━━━ TEXT EXCERPT

World-wide, researchers were questioning the impact of chlorine on health – on digestion, immunity, and fertility, they said. Chemicals were absorbed rapidly through the skin and lungs, and chlorine was more toxic at warmer temperatures.

“The long-term risks include an increase in birth defects and cancer. These long term risks will be inherited by our children.”

The group cited the US Council on Environmental Quality, claiming it had found the cancer risk to people who drank chlorinated water was 93 per cent higher than among those whose water does not contain chlorine.

“Here in Rarotonga less than a per cent is used for drinking, but all of our water supply will be chlorinated which will affect our land, waterways and our lagoon,” the group said.

“We’ve been told ‘it's only a small amount of chlorine’. But that ‘small amount’ is enough to kill. And chlorine doesn’t just kill bacteria, it’s strong enough to kill our tuna, our koura vai.

“Broken pipes leak into our streams, wetlands, lagoon and ocean. We are the custodians of these fragile ecosystems and the world we pass on to our children. Chlorine kills the microbes that keep plants healthy. That means less local fruit-and-vege and more pesticides. Organic export crops cannot be irrigated with toxic chemicals. Vanilla and noni growers are affected.”

Brent Manning, the chief executive officer of To Tatou Vai, said they would release a joint statement with the health ministry and Te Mato Vai project management unit on this new group next week.

━━━━━━
━━━ DATASET

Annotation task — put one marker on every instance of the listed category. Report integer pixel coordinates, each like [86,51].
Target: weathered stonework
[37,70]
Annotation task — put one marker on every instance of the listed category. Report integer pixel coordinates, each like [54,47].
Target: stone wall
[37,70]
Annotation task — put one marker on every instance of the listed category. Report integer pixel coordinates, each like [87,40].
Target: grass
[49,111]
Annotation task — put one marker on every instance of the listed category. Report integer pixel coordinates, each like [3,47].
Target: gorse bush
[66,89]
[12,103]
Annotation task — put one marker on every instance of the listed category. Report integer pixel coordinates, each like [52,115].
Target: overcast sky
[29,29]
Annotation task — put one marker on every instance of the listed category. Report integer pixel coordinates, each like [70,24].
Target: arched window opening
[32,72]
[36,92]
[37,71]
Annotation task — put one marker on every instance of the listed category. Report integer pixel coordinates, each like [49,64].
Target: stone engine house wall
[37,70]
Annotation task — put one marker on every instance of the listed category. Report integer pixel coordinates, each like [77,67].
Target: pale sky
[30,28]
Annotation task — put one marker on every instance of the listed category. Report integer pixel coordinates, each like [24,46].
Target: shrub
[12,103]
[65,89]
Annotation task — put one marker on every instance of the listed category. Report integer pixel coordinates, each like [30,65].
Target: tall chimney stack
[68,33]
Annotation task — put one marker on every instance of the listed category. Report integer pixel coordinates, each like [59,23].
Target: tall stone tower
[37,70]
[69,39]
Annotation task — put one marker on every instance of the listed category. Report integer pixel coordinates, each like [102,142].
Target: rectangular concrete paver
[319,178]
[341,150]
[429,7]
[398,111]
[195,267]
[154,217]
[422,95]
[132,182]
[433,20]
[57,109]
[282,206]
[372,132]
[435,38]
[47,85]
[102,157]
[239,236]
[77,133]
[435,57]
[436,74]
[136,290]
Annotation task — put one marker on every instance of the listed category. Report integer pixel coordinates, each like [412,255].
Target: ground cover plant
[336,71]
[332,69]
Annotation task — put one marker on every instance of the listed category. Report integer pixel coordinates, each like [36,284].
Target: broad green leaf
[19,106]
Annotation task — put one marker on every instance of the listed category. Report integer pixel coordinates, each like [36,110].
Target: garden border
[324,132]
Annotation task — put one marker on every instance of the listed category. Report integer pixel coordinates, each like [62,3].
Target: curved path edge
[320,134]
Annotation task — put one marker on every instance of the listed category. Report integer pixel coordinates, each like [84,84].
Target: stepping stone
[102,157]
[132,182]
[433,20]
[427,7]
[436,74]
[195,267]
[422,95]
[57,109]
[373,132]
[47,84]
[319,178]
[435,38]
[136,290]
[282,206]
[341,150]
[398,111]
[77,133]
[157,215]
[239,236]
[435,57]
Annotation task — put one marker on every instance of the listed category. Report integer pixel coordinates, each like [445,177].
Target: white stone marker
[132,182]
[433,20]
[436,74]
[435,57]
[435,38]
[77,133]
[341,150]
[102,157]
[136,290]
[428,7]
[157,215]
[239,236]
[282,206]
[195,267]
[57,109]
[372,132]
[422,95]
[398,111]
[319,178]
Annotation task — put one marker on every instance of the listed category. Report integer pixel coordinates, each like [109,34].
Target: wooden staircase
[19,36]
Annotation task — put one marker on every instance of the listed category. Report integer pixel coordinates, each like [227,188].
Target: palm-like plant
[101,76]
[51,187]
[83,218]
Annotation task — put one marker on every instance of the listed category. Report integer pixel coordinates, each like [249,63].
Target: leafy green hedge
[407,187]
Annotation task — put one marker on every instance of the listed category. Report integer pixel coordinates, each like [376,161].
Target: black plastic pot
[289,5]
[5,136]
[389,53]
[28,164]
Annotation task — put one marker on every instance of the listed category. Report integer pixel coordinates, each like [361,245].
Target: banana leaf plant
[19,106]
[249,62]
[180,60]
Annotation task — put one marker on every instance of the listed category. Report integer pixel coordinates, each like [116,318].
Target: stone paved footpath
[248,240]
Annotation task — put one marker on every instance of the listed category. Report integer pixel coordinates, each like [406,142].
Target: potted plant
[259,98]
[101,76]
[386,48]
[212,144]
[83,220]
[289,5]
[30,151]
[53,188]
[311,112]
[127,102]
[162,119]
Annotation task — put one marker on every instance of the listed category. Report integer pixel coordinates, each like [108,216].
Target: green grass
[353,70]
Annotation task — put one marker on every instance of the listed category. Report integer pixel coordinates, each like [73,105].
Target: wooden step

━━━━━━

→ WORK INSTRUCTIONS:
**a.** How would you render this sentence from the chlorine excerpt in Spanish: "Chlorine kills the microbes that keep plants healthy."
**b.** Can you reproduce the chlorine excerpt word for word, from "The group cited" up to and including "not contain chlorine."?
The rows have nothing to do with the chlorine excerpt.

→ PER-TASK OUTPUTS:
**a.** El cloro mata los microbios que mantienen sanas las plantas.

**b.**
The group cited the US Council on Environmental Quality, claiming it had found the cancer risk to people who drank chlorinated water was 93 per cent higher than among those whose water does not contain chlorine.